Task description: Rescale every line from the first one up to and including the line containing "point(80, 15)", multiplying each x and y coordinate in the point answers by 1.75 and rounding to whole numbers, with halves rounded up. Reproduce the request and its format sample unchanged.

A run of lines
___
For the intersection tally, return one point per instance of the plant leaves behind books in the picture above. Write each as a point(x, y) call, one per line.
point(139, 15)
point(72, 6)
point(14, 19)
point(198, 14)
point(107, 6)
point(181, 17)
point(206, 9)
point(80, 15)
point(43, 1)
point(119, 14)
___
Expected answer:
For the intersection tally, return one point per instance of the plant leaves behind books in the picture above. Write each as a point(x, y) call, one per line.
point(243, 26)
point(126, 11)
point(25, 33)
point(347, 25)
point(187, 11)
point(317, 30)
point(361, 16)
point(140, 26)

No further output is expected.